_Exercise requirements_.
Convert the lines below into a Markdown table with two columns, Row and Line, giving each row a number and skipping any blank lines. Leave out the pictures.

--- start ---

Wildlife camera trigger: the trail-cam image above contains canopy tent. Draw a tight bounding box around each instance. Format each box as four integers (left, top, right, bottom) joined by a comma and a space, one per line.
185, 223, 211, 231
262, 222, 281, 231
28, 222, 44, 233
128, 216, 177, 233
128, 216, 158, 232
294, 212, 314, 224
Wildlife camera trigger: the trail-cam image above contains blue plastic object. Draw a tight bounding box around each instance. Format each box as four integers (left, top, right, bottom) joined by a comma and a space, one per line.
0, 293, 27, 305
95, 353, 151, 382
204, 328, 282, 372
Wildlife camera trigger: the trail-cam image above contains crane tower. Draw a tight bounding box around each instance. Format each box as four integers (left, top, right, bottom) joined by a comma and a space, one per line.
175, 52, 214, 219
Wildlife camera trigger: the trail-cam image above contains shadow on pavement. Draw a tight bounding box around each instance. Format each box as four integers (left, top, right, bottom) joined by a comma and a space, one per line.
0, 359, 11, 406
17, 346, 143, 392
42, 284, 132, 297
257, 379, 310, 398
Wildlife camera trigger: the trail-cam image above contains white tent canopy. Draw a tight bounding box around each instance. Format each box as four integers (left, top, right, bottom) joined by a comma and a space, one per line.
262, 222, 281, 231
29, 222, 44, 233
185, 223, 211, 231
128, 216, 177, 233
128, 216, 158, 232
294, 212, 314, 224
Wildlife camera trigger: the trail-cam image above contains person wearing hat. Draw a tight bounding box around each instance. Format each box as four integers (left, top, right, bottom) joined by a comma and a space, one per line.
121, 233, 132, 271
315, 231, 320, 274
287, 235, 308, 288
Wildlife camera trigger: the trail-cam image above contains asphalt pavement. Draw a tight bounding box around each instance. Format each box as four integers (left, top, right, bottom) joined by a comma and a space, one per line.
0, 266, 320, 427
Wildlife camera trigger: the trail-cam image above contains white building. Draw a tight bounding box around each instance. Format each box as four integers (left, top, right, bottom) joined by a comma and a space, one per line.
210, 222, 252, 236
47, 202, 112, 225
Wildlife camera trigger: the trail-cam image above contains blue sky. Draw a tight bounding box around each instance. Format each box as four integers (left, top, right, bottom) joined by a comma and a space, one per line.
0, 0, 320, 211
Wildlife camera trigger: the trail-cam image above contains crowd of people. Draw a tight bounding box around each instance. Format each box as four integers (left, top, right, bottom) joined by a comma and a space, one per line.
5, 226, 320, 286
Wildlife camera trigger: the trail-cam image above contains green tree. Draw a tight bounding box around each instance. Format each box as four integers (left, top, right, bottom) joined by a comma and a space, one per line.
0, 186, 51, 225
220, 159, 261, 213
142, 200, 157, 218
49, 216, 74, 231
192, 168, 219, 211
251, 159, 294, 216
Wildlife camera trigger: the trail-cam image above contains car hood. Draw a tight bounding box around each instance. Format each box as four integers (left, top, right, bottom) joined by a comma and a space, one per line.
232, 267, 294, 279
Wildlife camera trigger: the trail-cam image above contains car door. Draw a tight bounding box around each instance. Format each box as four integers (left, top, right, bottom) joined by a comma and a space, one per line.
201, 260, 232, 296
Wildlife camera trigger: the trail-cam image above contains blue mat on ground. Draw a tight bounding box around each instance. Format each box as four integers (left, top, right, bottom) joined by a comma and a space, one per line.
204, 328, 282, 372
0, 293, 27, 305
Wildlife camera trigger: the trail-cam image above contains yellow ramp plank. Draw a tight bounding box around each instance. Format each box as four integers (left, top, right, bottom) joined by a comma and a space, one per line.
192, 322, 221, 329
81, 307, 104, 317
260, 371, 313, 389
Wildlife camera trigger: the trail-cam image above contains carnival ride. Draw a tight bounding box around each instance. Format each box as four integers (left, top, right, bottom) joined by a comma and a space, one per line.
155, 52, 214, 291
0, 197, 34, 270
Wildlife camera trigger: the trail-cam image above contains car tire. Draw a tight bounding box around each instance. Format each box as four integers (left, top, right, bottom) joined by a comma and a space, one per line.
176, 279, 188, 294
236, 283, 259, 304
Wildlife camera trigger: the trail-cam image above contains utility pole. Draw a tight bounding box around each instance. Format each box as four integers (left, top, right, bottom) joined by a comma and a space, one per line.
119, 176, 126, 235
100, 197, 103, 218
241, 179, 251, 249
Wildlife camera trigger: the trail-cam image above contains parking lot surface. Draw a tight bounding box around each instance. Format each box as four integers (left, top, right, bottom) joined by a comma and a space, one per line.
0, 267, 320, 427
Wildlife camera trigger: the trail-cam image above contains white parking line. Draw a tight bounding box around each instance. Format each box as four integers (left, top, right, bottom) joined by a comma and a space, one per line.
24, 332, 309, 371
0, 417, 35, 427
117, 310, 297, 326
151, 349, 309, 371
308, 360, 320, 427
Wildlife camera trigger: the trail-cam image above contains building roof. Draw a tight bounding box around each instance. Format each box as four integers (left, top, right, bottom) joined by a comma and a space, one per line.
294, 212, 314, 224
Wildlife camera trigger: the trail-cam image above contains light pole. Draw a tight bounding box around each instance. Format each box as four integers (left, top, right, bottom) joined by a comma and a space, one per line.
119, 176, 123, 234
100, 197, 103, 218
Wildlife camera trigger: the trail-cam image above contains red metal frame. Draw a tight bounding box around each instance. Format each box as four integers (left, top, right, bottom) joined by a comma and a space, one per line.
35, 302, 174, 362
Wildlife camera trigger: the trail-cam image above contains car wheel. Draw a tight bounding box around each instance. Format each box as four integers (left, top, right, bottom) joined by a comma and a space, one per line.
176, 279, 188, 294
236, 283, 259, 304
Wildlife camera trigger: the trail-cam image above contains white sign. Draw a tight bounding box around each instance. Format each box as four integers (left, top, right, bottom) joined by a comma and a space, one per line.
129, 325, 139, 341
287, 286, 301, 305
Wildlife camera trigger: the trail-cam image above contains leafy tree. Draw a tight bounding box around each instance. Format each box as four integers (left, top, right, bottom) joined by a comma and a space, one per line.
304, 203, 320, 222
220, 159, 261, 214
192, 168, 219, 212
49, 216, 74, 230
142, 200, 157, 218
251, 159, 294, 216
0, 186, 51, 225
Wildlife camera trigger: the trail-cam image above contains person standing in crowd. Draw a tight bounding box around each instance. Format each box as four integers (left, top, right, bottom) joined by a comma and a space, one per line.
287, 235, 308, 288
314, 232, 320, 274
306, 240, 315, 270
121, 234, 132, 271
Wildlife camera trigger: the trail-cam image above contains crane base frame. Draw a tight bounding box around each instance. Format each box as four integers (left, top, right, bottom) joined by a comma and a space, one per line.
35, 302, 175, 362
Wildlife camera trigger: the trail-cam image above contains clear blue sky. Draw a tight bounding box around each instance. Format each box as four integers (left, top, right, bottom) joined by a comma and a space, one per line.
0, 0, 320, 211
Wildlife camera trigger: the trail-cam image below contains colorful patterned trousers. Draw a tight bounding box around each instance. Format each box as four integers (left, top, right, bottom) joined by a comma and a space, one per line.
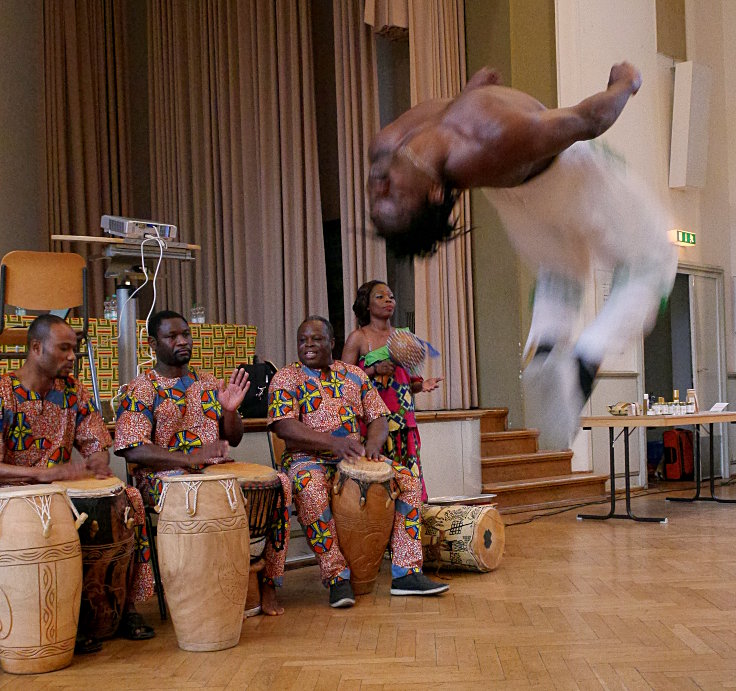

--- end ---

_Task response_.
| Row | Line |
|---|---|
| 1 | Wildlife camera trigger: the trail-cam image above contains canopy tent. Draw a tight bounding box around each instance. Format each box as four integers (left, top, right, bottom) joined by a comma and a space, one per line. |
| 2 | 185, 223, 211, 231 |
| 3 | 262, 222, 281, 231 |
| 4 | 28, 222, 44, 233 |
| 5 | 128, 216, 177, 233 |
| 6 | 128, 216, 158, 232 |
| 7 | 294, 212, 314, 224 |
| 8 | Wildlife camera trigger: the trail-cam image above contains blue plastic object. Draw a tight bounding box around each instance. Format each box as four integers (left, top, right, bottom) joined by a comma and a space, one per line. |
| 9 | 0, 293, 27, 305 |
| 10 | 95, 353, 151, 382 |
| 11 | 204, 328, 282, 372 |
| 12 | Wildlife camera trigger: the trail-cam image above contains crane tower. Draw a tight bounding box around each instance. Format each box as four integers (left, top, right, bottom) joined by a comma and a space, one per line. |
| 13 | 175, 52, 214, 219 |
| 14 | Wildlife camera trigger: the trail-cam image above contains shadow on pavement. Draw a tight bounding box around each instance. Format each box as four integers (left, top, right, bottom) joined by a comma and a space, one per line. |
| 15 | 0, 359, 11, 406 |
| 16 | 17, 346, 143, 392 |
| 17 | 42, 284, 132, 297 |
| 18 | 257, 379, 310, 398 |
| 19 | Wildlife camera trigger: the trail-cam image above contains white tent canopy. Draw a tight bounding box around each instance. Format each box as four integers (left, top, right, bottom) joined by a comma and a space, one per line. |
| 20 | 262, 222, 281, 231 |
| 21 | 29, 222, 44, 233 |
| 22 | 185, 223, 211, 231 |
| 23 | 128, 216, 177, 233 |
| 24 | 128, 216, 158, 232 |
| 25 | 294, 212, 314, 224 |
| 26 | Wildlife camera trigger: the trail-cam image above contains person wearing hat. Draw a tight bounding box around each instance. Format each box as four integers (left, top, right, bottom) joined by a comma and a space, one per line. |
| 27 | 121, 233, 132, 271 |
| 28 | 315, 231, 320, 274 |
| 29 | 287, 235, 308, 288 |
| 30 | Wildlife camera trigger: the trail-cam image above contains asphalt pavement. Draw a tight bounding box around each instance. Format each box as four integers (left, top, right, bottom) joined by a comma and a space, one per line. |
| 31 | 0, 266, 320, 427 |
| 32 | Wildlife camera trigger: the trail-cam image above contains white building. Draw a tight bounding box around each instance. Format each box as four integers (left, top, right, bottom) joined by a comma and a space, one per line. |
| 33 | 210, 222, 252, 236 |
| 34 | 47, 202, 112, 225 |
| 35 | Wildlife camera trigger: the trail-cam image above contains blue sky. Draw a tight bounding box around each instance. Format each box as four integers (left, top, right, bottom) joined by a comma and a space, one per line. |
| 36 | 0, 0, 320, 211 |
| 37 | Wildlife camera trigger: the trail-cam image above contains crowd of people. Draw a tight bounding box around each instance. Format each box as four integers (left, top, right, bottom) joined by a comma and a space, one per line. |
| 38 | 5, 226, 320, 286 |
| 39 | Wildlife camera trigger: the trail-cam image above contains green tree. Draw a tight bounding box around each instance. Format each box as four integers (left, top, right, bottom) joined by a comma and a space, one per line. |
| 40 | 0, 186, 51, 225 |
| 41 | 220, 159, 261, 213 |
| 42 | 142, 200, 157, 218 |
| 43 | 49, 216, 74, 231 |
| 44 | 192, 168, 219, 211 |
| 45 | 251, 159, 294, 216 |
| 46 | Wildlife camera trigger: the trail-cam image above contains car hood. Draw a tight bounding box around each instance. Format each box as four integers (left, top, right, bottom) joined by a comma and a space, one per line. |
| 47 | 232, 267, 294, 279 |
| 48 | Wildlife camera trigger: the trail-cam image above contains car door. Draw a tight bounding box around each instance. Format each box as four integers (left, top, right, bottom) joined by a comma and a space, one per line. |
| 49 | 201, 260, 232, 296 |
| 50 | Wildlife camera trigger: the trail-cam image above contains blue mat on ground. Draw a tight bounding box around each instance. Format each box as four integers (left, top, right, bottom) joined by a comma and a space, one per line. |
| 51 | 204, 328, 282, 372 |
| 52 | 0, 293, 27, 305 |
| 53 | Wildlife camera trigger: the trail-cam image above contains yellow ramp plank. Draw a tight bounding box around each instance. Format each box as four integers (left, top, right, bottom) joined by a comma and a space, one per line. |
| 54 | 192, 322, 221, 329 |
| 55 | 81, 307, 104, 317 |
| 56 | 260, 371, 313, 389 |
| 57 | Wildlife camera trigger: the trail-cam image above contains carnival ride. Draw a tight bounding box around each instance. Format each box as four integers (left, top, right, bottom) joined by a comma and a space, one per line. |
| 58 | 155, 52, 214, 291 |
| 59 | 0, 197, 34, 270 |
| 60 | Wildlife camera trigger: the trail-cam image above contains car tire. Draw a tight bounding box around each instance. Format each box as four integers (left, top, right, bottom) joined by a comma and a space, one per line. |
| 61 | 176, 279, 188, 294 |
| 62 | 236, 283, 259, 304 |
| 63 | Wildlife camera trigger: the trail-cam image above contains utility pole. Draw a tight bounding box around each instance. Format each box as four integers (left, top, right, bottom) joined by a comma and a space, one per line. |
| 64 | 119, 176, 126, 235 |
| 65 | 100, 197, 103, 218 |
| 66 | 241, 179, 251, 249 |
| 67 | Wildlife camera trigger: the trail-cam image above contains parking lot surface. Draw a tight bounding box around each instance. Format each box as four integers (left, top, right, bottom) joined by a comma and a space, one per line. |
| 68 | 0, 267, 320, 427 |
| 69 | Wildlife camera trigger: the trail-cam image above contains white parking line. Draw a tight bounding box around each instance. Format each box as four integers (left, top, right, bottom) joined by a comma and a space, one per line. |
| 70 | 24, 332, 309, 371 |
| 71 | 0, 417, 35, 427 |
| 72 | 117, 310, 297, 326 |
| 73 | 151, 349, 309, 371 |
| 74 | 308, 360, 320, 427 |
| 75 | Wildlife camera trigger: the trail-cam image above contains building roof. Draw a tight bounding box around each instance. Format each box as four integers (left, top, right, bottom) joined by a comma and a space, one per line. |
| 76 | 294, 212, 314, 224 |
| 77 | Wildlife camera trigger: the trail-cam image above contains light pole. Draw a tight bounding box around each instance. Format each box as four integers (left, top, right, bottom) joined by a comma and a space, one per line. |
| 78 | 119, 176, 123, 234 |
| 79 | 100, 197, 103, 218 |
| 80 | Wildlife camera trigger: the trail-cam image above contains red metal frame. Draw a tight bounding box around each instance. Format each box as four integers (left, top, right, bottom) joined by a comma and a space, one per line. |
| 81 | 35, 302, 174, 362 |
| 82 | Wildlife camera trigger: the trail-cam image above contains car wheel. Draw a tight bounding box around each instance. Format each box as four integers (left, top, right, bottom) joined by a comma and a space, one per line. |
| 83 | 176, 279, 188, 294 |
| 84 | 236, 283, 259, 304 |
| 85 | Wildlife camera trigger: the trail-cam image above contains white sign. Draw a tight bounding box around each instance. Format each box as four integers (left, top, right, bottom) joined by a comma and a space, one per line. |
| 86 | 129, 325, 139, 341 |
| 87 | 287, 286, 301, 305 |
| 88 | Wildlife camera trigger: the trail-cam image above contains leafy tree. Draw a tight bounding box around each instance. Format each box as four integers (left, top, right, bottom) joined by a comma and a space, one per line. |
| 89 | 304, 203, 320, 222 |
| 90 | 220, 159, 261, 214 |
| 91 | 192, 168, 219, 212 |
| 92 | 49, 216, 74, 230 |
| 93 | 142, 200, 157, 218 |
| 94 | 251, 159, 294, 216 |
| 95 | 0, 186, 51, 225 |
| 96 | Wildlife camera trigger: the trail-cam image above contains person standing in crowd. Draw a tight bounding box around each instance. Format each box as four integers (left, top, right, bottom) joined by a comma and a space, one per line. |
| 97 | 287, 235, 308, 288 |
| 98 | 314, 232, 320, 274 |
| 99 | 306, 240, 315, 270 |
| 100 | 121, 234, 132, 271 |
| 101 | Wildlife camera trigger: the trail-cam image above contains crane base frame. Draw a tight bounding box around each instance. Format each box as four integers (left, top, right, bottom) joined by a comma and a space, one per line. |
| 102 | 35, 302, 175, 362 |
| 103 | Wildlife camera trigger: the trail-cam image above contains clear blue sky. Draw a tight bounding box around each instance. Format each box as four integers (left, top, right, bottom) joined by a comma and a space, one per line. |
| 104 | 0, 0, 320, 211 |
| 105 | Wildlife camera trigger: the trail-cam image below contains colorful patterned trousers. Draw a tight bounding box around each instance. Format each box as four integers (left, top, right, bottom) joined by a comma and a space, one per line. |